**The task**
Rewrite every line of the records below as a JSON list of strings, one string per line, leaving out blank lines and the pictures.

+---+

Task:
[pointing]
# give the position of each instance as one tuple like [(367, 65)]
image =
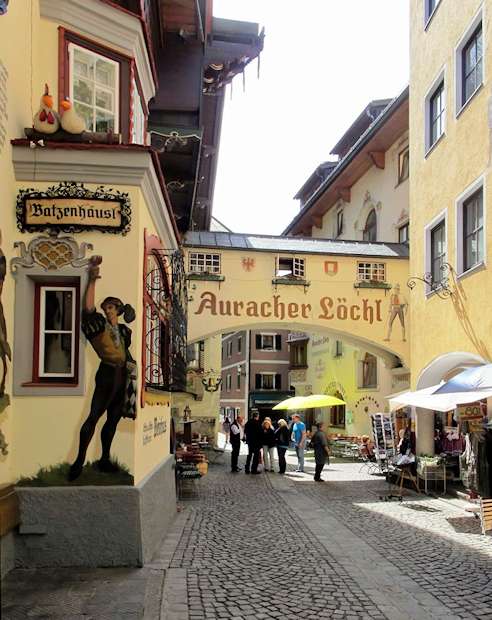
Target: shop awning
[(427, 399)]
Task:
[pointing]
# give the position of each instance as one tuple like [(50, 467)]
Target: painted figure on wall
[(398, 308), (116, 377), (5, 352)]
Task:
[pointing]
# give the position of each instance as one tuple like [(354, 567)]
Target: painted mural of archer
[(116, 377)]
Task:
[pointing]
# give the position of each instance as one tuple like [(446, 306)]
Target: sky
[(323, 61)]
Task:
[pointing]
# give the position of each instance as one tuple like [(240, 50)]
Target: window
[(298, 355), (269, 342), (290, 267), (56, 333), (139, 119), (471, 63), (195, 355), (437, 253), (403, 234), (204, 263), (371, 272), (94, 88), (403, 165), (370, 229), (268, 381), (473, 238), (369, 372), (339, 223), (430, 7), (437, 115), (337, 414)]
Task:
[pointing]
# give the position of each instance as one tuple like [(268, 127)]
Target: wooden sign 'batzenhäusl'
[(71, 207)]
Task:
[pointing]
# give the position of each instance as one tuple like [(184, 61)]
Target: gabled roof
[(374, 142)]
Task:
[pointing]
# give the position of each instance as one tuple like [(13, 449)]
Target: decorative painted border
[(73, 189)]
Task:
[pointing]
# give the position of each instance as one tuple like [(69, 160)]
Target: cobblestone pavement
[(271, 546)]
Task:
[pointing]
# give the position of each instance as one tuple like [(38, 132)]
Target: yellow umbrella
[(308, 402)]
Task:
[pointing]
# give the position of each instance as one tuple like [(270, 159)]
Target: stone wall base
[(95, 526)]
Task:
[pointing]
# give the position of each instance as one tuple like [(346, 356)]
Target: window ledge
[(470, 98), (434, 145), (291, 281), (210, 277), (478, 267), (383, 285)]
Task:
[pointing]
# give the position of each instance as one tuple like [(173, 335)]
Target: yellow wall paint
[(256, 286), (463, 322)]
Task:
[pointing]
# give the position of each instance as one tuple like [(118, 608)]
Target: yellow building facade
[(54, 194), (449, 191)]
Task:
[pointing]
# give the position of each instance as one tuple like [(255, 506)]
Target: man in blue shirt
[(299, 439)]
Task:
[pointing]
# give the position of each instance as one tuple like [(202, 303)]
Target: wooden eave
[(360, 163)]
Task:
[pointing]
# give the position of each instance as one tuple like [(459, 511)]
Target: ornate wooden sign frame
[(70, 207)]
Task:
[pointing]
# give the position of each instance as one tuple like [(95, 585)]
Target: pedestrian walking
[(268, 442), (237, 434), (282, 436), (254, 438), (319, 442), (226, 427), (299, 439)]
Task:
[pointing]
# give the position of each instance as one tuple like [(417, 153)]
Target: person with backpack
[(282, 438), (319, 442), (236, 436)]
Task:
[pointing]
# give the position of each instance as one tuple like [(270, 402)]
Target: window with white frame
[(435, 114), (267, 381), (470, 228), (201, 262), (403, 165), (269, 342), (429, 8), (339, 222), (469, 63), (94, 88), (138, 128), (290, 267), (403, 233), (437, 252), (371, 272), (56, 332), (371, 228)]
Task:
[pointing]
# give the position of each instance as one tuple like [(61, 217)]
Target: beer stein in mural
[(5, 352), (116, 377), (398, 308)]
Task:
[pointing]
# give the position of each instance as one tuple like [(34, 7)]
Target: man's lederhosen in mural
[(116, 378)]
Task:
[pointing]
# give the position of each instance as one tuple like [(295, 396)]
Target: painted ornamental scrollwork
[(50, 252)]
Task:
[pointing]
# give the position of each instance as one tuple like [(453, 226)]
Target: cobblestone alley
[(270, 546)]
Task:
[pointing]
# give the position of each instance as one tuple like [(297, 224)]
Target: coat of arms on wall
[(70, 207), (248, 263)]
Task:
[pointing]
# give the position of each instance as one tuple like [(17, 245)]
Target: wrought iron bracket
[(441, 287)]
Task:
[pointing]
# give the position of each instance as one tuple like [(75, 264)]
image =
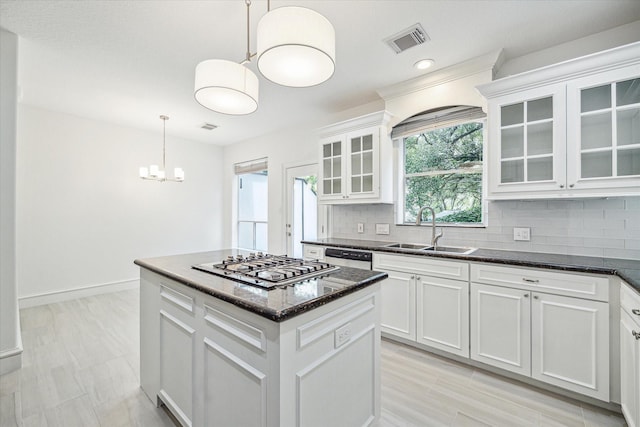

+---+

**Exercise solution**
[
  "Task:",
  "[pointing]",
  "# give the position of each instance as one tuple like [(367, 65)]",
  "image =",
  "Target: shop awning",
  "[(427, 399)]",
  "Task:",
  "[pointing]",
  "# give the position of each instance as one tuple like [(50, 467)]",
  "Target: painted figure on wall",
  "[(398, 308), (116, 377), (5, 352)]",
  "Task:",
  "[pointing]",
  "# give the position of each instance as one tuple like [(354, 567)]",
  "Target: painted mural of archer",
  "[(116, 377)]",
  "Task:",
  "[pointing]",
  "# give the position of each instance as one tuple like [(446, 306)]",
  "Target: sky",
  "[(323, 61)]",
  "Task:",
  "[pointing]",
  "# give the position of each instance as one tuple like [(240, 50)]",
  "Target: window",
  "[(298, 355), (269, 342), (290, 267), (56, 333), (139, 119), (471, 63), (195, 355), (437, 253), (403, 234), (204, 263), (371, 272), (94, 88), (403, 165), (370, 229), (268, 381), (473, 238), (369, 372), (339, 223), (430, 7), (437, 115), (337, 414)]",
  "Task:",
  "[pointing]",
  "# give the position of each instance as one tuple like [(268, 127)]",
  "Target: wooden sign 'batzenhäusl'",
  "[(71, 207)]",
  "Task:",
  "[pointing]",
  "# give the position of each instance as one tuple like [(184, 61)]",
  "Target: gabled roof",
  "[(374, 142)]",
  "Task:",
  "[pointing]",
  "# give the position of each instance as one tuple like [(13, 449)]",
  "Target: decorative painted border",
  "[(73, 189)]",
  "Task:",
  "[pointing]",
  "# give the position of each instance as one tuple like [(69, 160)]",
  "Target: cobblestone pavement",
  "[(271, 546)]",
  "Task:",
  "[pointing]",
  "# give the position of each instance as one tuple like [(38, 132)]",
  "Target: yellow umbrella",
  "[(308, 402)]",
  "Task:",
  "[pointing]",
  "# give the position of each instance as one tuple like [(270, 159)]",
  "Target: stone wall base",
  "[(95, 526)]",
  "Task:",
  "[pointing]",
  "# give the position of each instance as one tuple like [(346, 356)]",
  "Target: window ledge",
  "[(470, 98), (434, 145), (291, 281), (210, 277), (478, 267), (383, 285)]",
  "Task:",
  "[pointing]",
  "# give the position of each instance as one tuple like [(173, 335)]",
  "Target: yellow wall paint",
  "[(256, 286), (463, 322)]",
  "Task:",
  "[pointing]",
  "# give the position of each instance as one tuple like [(118, 608)]",
  "Target: yellow building facade",
  "[(54, 194), (449, 191)]",
  "Task:",
  "[pointing]",
  "# give the position of each instance as one tuple like [(255, 506)]",
  "Target: man in blue shirt",
  "[(299, 439)]",
  "Task:",
  "[pointing]",
  "# give the position of each instance as one tuple like [(202, 303)]",
  "Target: wooden eave",
  "[(360, 163)]",
  "Task:",
  "[pointing]",
  "# give the position of each instance as one tuple like [(459, 511)]",
  "Target: ornate wooden sign frame",
  "[(70, 207)]",
  "Task:",
  "[pointing]",
  "# give the position of each instance as one tuple like [(95, 585)]",
  "Target: pedestrian walking",
  "[(268, 442), (237, 434), (282, 436), (254, 438), (319, 442), (226, 427), (299, 439)]",
  "Task:",
  "[pointing]",
  "# give the position of each instance as one tuple like [(417, 153)]",
  "Target: person with backpack",
  "[(282, 438), (319, 442), (236, 436)]",
  "Task:",
  "[pointing]",
  "# give the position of each instance as one tuple like [(270, 402)]",
  "Target: window with white frame",
  "[(435, 114), (267, 381), (470, 228), (201, 262), (403, 165), (269, 342), (429, 8), (339, 222), (469, 63), (94, 88), (138, 128), (290, 267), (403, 233), (437, 252), (371, 272), (56, 332), (371, 228)]",
  "Task:",
  "[pointing]",
  "# give the position of each instance as one tuple like [(61, 217)]",
  "Target: beer stein in mural",
  "[(5, 352), (116, 377), (398, 308)]",
  "Task:",
  "[pointing]",
  "# give the position of each instance as one tuple like [(34, 7)]",
  "Target: man's lederhosen in mural",
  "[(116, 378)]",
  "Task:",
  "[pointing]",
  "# give the position of each instance as one tuple like [(295, 396)]",
  "Target: painted ornamental scrollwork",
  "[(50, 252)]",
  "Task:",
  "[pointing]",
  "# give the position of each instance as one tuple like [(453, 226)]",
  "Target: cobblestone alley",
  "[(270, 546)]",
  "Task:",
  "[pointing]",
  "# give the position of each instance as one tuple like [(297, 224)]",
  "Target: coat of arms on wall",
  "[(70, 207), (248, 263)]",
  "Task:",
  "[pointing]",
  "# give the position of each instance as one tuple like [(17, 245)]",
  "Target: wrought iron bracket",
  "[(441, 287)]",
  "Task:",
  "[pointing]",
  "# give the position of each instance as one tuple like [(75, 264)]",
  "image ="
]